Segment Start: TASK INPUTS

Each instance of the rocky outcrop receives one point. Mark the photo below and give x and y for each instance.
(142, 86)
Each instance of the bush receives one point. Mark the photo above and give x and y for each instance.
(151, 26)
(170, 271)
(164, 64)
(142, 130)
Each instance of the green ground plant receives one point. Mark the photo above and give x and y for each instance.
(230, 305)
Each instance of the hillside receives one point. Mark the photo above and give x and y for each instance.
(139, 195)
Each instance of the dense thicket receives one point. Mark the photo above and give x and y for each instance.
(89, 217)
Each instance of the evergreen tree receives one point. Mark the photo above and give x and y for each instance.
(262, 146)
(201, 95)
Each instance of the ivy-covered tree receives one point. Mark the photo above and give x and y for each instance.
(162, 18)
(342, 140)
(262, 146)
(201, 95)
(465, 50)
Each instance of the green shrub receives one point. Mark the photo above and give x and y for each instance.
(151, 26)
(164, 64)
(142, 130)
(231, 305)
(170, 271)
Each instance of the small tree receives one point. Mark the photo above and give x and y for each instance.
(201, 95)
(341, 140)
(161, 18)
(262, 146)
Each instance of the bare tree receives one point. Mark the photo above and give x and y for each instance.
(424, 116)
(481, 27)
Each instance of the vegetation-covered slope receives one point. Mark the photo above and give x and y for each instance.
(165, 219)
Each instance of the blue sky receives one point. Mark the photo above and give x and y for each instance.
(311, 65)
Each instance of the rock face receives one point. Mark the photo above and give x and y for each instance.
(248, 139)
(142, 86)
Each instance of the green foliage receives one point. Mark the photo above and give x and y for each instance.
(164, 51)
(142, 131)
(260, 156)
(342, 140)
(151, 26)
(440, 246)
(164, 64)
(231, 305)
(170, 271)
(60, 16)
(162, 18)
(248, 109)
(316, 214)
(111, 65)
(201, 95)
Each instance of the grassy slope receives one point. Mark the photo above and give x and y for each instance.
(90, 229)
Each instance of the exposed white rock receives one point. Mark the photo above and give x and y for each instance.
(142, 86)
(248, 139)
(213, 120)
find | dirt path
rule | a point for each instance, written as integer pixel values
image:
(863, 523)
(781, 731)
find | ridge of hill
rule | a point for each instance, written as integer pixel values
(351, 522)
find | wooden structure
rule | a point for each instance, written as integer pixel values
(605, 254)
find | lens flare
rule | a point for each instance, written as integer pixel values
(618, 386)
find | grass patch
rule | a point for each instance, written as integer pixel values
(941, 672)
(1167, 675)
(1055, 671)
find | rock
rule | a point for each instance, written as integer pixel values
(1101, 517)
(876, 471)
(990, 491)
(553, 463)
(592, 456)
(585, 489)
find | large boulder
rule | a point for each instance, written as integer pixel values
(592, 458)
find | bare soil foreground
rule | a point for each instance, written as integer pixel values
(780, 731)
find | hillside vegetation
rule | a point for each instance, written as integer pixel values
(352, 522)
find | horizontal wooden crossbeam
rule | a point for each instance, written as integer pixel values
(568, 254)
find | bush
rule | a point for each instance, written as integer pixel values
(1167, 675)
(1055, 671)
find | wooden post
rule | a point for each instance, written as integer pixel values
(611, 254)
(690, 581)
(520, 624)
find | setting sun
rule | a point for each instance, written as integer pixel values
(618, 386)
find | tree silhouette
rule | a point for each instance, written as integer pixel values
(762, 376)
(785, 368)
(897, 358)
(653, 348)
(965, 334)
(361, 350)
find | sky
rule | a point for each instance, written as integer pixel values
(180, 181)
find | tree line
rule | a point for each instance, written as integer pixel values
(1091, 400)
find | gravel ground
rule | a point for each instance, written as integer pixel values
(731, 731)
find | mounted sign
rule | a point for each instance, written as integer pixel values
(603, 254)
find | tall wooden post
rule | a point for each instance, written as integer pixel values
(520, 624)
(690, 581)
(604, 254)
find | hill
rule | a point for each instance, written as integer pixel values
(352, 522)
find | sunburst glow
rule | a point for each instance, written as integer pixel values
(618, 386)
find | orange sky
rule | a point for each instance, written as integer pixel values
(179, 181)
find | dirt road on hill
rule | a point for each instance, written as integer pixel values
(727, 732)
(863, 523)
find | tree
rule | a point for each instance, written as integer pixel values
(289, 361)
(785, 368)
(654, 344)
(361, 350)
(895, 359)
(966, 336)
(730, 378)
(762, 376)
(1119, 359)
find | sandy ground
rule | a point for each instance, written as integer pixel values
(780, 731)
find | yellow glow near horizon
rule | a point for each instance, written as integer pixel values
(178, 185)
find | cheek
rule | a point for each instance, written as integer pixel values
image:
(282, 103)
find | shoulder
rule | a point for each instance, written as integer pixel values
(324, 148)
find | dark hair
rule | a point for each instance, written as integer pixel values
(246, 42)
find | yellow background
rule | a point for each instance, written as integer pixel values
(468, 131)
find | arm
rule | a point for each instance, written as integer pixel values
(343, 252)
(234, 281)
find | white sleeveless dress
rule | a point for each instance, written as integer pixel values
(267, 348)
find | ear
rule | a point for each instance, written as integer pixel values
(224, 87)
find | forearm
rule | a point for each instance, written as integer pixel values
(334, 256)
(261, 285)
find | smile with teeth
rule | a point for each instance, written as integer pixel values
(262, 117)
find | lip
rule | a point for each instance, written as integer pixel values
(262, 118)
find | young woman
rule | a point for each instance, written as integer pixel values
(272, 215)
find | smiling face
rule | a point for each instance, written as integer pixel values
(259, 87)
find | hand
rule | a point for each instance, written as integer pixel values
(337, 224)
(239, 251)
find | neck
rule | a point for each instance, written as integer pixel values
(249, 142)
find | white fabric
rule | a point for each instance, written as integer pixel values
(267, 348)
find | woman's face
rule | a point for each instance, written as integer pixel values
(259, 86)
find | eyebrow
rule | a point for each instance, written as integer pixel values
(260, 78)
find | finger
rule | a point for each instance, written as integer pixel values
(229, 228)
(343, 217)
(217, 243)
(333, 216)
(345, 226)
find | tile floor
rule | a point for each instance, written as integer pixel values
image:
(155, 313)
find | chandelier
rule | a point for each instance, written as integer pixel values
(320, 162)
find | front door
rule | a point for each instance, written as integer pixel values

Segment End: TASK INPUTS

| EXERCISE DIRECTIONS |
Reproduce each line from the data that has "glow" in it.

| RESULT OF THIS TASK |
find | sunburst glow
find | yellow glow near horizon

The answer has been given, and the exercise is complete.